--- start of DATA PROVIDED ---

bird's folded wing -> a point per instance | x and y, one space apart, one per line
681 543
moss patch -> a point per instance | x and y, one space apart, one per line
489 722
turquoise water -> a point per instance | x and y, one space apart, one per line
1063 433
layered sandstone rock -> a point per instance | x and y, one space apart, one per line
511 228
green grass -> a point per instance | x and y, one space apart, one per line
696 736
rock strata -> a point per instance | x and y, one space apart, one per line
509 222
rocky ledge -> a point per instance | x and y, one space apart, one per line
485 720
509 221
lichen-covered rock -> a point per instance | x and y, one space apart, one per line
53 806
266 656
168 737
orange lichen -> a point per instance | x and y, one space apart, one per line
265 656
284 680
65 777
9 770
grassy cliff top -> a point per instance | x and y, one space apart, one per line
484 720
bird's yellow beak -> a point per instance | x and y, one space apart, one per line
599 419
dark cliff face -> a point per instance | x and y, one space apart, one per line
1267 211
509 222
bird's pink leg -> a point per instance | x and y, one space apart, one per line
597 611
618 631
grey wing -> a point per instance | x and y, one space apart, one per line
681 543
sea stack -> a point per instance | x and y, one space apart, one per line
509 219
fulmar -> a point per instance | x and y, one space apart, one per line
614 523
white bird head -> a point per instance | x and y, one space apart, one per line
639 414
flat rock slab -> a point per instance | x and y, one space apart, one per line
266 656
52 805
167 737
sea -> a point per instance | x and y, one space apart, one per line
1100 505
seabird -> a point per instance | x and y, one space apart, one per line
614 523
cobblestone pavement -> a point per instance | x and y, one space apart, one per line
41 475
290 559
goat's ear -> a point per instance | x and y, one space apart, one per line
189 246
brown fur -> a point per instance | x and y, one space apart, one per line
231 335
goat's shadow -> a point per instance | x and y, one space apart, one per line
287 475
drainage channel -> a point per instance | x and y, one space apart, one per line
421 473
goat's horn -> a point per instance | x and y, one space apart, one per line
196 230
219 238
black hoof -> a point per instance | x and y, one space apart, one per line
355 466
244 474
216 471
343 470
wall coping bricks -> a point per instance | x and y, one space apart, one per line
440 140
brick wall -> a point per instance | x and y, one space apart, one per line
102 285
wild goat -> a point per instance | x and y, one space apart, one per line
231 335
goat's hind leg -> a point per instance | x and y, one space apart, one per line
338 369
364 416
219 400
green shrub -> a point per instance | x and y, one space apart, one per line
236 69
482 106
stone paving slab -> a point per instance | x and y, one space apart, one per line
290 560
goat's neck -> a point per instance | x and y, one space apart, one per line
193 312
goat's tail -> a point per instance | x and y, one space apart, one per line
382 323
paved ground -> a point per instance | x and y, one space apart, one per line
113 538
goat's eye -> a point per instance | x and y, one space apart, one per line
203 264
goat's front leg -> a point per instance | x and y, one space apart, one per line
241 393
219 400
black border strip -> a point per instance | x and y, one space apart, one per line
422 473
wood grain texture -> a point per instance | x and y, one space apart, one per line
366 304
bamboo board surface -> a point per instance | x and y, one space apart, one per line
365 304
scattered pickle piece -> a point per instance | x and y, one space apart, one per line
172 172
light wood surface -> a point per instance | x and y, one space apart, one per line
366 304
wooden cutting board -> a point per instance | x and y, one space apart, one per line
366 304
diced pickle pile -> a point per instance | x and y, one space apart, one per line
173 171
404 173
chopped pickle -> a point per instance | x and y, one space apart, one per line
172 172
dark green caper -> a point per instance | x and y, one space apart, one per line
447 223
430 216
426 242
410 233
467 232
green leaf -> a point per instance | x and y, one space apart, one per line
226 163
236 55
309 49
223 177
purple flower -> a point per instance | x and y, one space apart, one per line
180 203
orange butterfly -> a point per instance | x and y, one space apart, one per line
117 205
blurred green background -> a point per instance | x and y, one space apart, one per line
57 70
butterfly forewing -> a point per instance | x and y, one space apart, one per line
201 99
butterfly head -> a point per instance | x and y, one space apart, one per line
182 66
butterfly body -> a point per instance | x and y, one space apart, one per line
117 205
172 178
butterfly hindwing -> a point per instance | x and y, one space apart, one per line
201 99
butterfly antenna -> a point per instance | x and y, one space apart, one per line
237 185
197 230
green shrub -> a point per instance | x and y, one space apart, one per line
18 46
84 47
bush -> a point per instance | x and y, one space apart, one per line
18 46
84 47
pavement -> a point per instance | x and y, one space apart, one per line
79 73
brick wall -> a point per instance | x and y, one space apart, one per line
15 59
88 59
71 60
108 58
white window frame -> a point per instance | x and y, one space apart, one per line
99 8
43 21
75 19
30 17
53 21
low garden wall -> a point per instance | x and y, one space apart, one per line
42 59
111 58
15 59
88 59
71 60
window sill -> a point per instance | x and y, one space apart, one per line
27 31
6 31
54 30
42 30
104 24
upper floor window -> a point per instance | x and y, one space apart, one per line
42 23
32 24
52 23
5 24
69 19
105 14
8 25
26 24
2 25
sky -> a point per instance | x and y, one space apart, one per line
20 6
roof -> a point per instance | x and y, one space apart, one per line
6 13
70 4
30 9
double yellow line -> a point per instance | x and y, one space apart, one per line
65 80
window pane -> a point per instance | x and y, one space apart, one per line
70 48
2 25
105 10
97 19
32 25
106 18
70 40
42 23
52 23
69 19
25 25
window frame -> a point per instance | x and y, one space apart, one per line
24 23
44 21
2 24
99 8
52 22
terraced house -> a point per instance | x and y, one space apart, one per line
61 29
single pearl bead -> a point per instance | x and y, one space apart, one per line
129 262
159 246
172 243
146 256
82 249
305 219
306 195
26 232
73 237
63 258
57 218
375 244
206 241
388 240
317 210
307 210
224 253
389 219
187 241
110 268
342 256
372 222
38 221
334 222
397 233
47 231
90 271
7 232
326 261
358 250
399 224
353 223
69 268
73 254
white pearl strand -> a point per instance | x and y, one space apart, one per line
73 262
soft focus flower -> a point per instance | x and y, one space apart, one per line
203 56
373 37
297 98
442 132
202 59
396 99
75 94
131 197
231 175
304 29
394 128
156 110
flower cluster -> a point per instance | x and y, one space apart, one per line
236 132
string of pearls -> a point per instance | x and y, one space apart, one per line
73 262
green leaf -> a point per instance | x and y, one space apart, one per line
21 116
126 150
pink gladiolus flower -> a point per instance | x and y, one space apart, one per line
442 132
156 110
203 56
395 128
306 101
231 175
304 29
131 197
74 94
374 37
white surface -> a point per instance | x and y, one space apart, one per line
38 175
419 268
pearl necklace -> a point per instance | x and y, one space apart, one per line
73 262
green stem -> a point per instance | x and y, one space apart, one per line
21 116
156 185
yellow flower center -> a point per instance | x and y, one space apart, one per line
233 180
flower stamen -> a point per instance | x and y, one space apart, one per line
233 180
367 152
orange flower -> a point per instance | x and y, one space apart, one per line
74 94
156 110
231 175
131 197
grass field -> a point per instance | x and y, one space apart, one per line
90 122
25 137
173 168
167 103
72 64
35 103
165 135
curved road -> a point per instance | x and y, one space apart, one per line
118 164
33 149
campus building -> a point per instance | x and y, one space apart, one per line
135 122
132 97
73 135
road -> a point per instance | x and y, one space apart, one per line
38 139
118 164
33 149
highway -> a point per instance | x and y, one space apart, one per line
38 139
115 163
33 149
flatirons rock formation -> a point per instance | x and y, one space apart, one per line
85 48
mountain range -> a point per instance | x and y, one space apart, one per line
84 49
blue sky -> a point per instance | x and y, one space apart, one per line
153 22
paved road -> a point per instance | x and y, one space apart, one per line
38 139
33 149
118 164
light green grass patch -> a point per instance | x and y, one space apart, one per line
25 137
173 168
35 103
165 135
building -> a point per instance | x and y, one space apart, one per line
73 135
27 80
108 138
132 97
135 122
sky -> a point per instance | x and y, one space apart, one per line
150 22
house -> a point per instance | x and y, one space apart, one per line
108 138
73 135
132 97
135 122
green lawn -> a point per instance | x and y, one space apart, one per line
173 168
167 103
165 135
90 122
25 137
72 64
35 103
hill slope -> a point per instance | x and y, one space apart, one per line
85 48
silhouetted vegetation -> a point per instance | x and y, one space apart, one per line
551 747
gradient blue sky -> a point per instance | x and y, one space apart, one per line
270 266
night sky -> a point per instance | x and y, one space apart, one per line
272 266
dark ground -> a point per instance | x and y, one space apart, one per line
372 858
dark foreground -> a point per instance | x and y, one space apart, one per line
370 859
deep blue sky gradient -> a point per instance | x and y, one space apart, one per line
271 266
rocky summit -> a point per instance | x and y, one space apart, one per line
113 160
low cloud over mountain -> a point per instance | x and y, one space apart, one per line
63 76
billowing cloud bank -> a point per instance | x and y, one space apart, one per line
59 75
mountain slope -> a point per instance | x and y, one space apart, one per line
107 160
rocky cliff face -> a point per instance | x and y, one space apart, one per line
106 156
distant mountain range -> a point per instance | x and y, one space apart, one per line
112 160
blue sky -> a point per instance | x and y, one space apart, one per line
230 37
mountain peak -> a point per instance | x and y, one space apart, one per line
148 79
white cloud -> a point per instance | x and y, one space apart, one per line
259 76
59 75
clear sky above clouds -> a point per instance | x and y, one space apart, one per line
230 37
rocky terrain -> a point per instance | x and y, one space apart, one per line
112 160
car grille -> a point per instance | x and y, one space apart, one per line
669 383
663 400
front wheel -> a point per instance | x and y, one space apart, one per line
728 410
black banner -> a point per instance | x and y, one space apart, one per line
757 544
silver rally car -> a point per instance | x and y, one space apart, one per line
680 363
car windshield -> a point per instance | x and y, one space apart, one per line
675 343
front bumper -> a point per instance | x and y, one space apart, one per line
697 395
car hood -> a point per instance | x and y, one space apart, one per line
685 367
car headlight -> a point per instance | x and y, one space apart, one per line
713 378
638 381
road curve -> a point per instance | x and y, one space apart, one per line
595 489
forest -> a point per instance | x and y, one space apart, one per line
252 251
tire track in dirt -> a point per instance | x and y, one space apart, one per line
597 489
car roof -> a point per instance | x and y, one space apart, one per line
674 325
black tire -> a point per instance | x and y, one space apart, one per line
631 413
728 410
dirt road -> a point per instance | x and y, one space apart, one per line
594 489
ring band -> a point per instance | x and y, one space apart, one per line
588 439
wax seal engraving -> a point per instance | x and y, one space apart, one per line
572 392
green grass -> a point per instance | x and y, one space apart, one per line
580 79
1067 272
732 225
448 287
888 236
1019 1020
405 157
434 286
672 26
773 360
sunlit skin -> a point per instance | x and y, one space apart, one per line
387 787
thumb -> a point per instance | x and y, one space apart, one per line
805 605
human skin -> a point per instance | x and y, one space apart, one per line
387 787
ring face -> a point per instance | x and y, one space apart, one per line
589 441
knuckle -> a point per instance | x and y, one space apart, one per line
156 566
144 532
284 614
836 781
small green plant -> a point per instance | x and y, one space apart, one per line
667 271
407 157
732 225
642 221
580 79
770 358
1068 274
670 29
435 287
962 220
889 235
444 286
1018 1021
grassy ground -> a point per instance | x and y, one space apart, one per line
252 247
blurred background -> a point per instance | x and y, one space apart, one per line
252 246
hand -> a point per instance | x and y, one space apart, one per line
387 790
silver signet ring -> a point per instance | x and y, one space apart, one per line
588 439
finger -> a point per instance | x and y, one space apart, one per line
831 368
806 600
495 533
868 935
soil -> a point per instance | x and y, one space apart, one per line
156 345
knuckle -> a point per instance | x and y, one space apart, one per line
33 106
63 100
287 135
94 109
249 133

--- end of DATA PROVIDED ---

**STATED TASK:** Beginning with the line that contains "wax seal engraving", repeat every line through the end of the records and nothing more.

**SOLUTION TO THIS TASK:**
wax seal engraving -> a point per instance | x and y, one space apart, one per line
572 392
green grass -> a point per instance | x and y, one space apart, one per line
580 79
1067 272
732 225
448 287
888 236
1019 1020
405 157
434 286
672 26
773 360
sunlit skin -> a point per instance | x and y, one space apart, one per line
387 787
thumb -> a point per instance | x and y, one space apart, one per line
805 605
human skin -> a point per instance | x and y, one space apart, one per line
387 787
ring face -> a point per instance | x and y, one space apart, one per line
589 441
knuckle -> a point per instance | x and y, one space apart, one per line
156 566
144 532
284 614
836 781
small green plant -> a point per instance | x and y, one space apart, one per line
667 271
407 157
732 225
642 221
580 79
770 358
1068 274
670 29
435 287
962 220
889 235
444 286
1018 1021
grassy ground -> a point per instance | x and y, one space apart, one per line
252 247
blurred background -> a point per instance | x and y, one space apart, one per line
252 246
hand -> a point per instance | x and y, one space apart, one per line
387 790
silver signet ring -> a point per instance | x and y, one space apart, one per line
588 439
finger -> a point per instance | x and y, one space apart, one per line
831 368
806 600
495 533
868 935
soil -> a point per instance | x and y, one space apart, one per line
156 345
knuckle -> a point per instance | x and y, one space apart, one per line
33 106
63 100
287 135
94 109
249 133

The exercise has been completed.